◆ Goal of the exercise
Copy out only the span from the line with "Tag a single point on each instance of the distant" to the end of the data, both ends kept, word for word.

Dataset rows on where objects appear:
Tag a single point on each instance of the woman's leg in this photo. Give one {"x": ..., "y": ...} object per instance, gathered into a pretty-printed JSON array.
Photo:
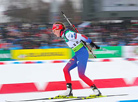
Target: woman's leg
[
  {"x": 82, "y": 63},
  {"x": 69, "y": 66}
]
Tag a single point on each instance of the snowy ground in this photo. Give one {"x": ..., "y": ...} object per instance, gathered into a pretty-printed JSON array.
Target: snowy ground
[
  {"x": 131, "y": 91},
  {"x": 42, "y": 73}
]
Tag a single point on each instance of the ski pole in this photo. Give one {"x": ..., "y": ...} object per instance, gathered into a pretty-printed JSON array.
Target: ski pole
[{"x": 75, "y": 29}]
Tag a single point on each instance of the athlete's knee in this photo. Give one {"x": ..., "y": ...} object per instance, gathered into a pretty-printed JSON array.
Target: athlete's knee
[
  {"x": 65, "y": 70},
  {"x": 81, "y": 75}
]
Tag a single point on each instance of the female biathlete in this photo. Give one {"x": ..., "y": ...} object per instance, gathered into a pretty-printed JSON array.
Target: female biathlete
[{"x": 74, "y": 41}]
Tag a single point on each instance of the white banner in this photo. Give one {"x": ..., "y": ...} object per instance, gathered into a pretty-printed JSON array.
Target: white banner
[{"x": 130, "y": 51}]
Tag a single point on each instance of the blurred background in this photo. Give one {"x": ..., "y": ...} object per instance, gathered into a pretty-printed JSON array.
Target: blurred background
[{"x": 26, "y": 24}]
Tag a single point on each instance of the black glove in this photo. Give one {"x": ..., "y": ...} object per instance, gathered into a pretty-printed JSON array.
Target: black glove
[{"x": 94, "y": 45}]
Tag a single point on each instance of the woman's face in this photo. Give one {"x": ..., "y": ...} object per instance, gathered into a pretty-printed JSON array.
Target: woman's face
[{"x": 56, "y": 32}]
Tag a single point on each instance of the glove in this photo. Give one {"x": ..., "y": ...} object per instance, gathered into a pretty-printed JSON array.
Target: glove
[{"x": 94, "y": 45}]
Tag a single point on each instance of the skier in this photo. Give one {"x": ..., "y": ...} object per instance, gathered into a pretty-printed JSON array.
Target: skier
[{"x": 74, "y": 41}]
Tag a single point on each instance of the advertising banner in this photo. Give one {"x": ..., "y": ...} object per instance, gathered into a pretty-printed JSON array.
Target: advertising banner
[
  {"x": 130, "y": 51},
  {"x": 5, "y": 55},
  {"x": 108, "y": 52},
  {"x": 41, "y": 54}
]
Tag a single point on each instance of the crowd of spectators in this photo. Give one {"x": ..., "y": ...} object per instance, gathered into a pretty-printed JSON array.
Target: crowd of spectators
[{"x": 35, "y": 36}]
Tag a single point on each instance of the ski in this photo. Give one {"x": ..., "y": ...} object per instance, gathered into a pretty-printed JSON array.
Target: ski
[{"x": 70, "y": 98}]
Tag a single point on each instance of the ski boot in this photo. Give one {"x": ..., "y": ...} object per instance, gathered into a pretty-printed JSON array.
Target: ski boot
[
  {"x": 68, "y": 92},
  {"x": 96, "y": 92}
]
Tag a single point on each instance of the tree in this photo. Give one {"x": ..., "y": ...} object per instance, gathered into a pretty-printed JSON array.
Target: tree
[{"x": 28, "y": 11}]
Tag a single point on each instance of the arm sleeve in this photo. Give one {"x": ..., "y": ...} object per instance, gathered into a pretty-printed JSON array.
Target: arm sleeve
[
  {"x": 88, "y": 40},
  {"x": 84, "y": 38}
]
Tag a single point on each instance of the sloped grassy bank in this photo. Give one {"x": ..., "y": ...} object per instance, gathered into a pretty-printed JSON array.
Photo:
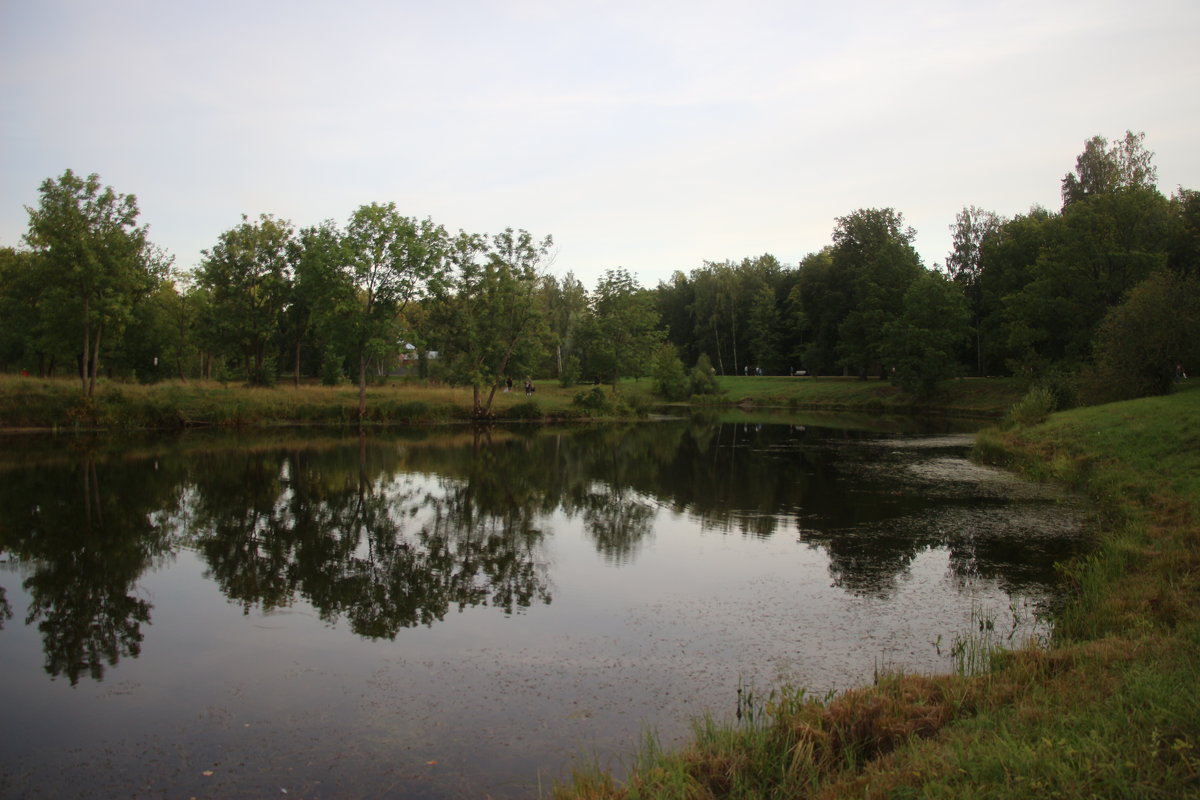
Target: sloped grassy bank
[
  {"x": 1110, "y": 709},
  {"x": 58, "y": 404}
]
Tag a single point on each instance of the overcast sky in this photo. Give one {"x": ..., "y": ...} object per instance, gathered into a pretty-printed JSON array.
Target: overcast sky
[{"x": 651, "y": 136}]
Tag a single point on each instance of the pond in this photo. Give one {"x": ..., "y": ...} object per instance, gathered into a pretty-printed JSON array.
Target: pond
[{"x": 450, "y": 612}]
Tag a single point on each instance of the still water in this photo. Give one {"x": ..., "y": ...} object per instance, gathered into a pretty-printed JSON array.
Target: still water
[{"x": 445, "y": 613}]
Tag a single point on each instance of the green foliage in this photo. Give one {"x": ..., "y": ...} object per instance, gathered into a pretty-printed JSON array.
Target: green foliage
[
  {"x": 1146, "y": 340},
  {"x": 594, "y": 400},
  {"x": 702, "y": 379},
  {"x": 526, "y": 410},
  {"x": 670, "y": 379},
  {"x": 1033, "y": 409},
  {"x": 624, "y": 329},
  {"x": 247, "y": 275},
  {"x": 923, "y": 342},
  {"x": 873, "y": 254},
  {"x": 571, "y": 372},
  {"x": 95, "y": 263},
  {"x": 485, "y": 314}
]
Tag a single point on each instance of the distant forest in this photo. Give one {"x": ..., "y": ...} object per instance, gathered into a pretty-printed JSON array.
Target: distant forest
[{"x": 1097, "y": 300}]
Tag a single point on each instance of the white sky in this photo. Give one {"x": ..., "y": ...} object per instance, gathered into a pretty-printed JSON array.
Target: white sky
[{"x": 640, "y": 133}]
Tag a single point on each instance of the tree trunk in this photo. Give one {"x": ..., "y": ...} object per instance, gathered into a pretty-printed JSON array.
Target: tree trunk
[
  {"x": 363, "y": 384},
  {"x": 95, "y": 362},
  {"x": 85, "y": 359},
  {"x": 295, "y": 377}
]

◆ Answer to the problem
Tag a single point on each instance of the distant forest in this photo. Give one {"x": ..., "y": ...} object per instance, gathered into a pretty-printed JSON array.
Target: distant forest
[{"x": 1097, "y": 300}]
Tag a single point on each instance of the white sky in this photo. Give one {"x": ..., "y": ...} object per instance, gathered into a pretty-printed JSON array.
Target: white sky
[{"x": 640, "y": 133}]
Tag a single point on each instance of the tree trunk in this photo. Give one {"x": ..., "y": ...} object per instance, gathered into a pretty-printed JSON array.
Target: tree trunk
[
  {"x": 363, "y": 384},
  {"x": 95, "y": 362},
  {"x": 85, "y": 359},
  {"x": 295, "y": 377}
]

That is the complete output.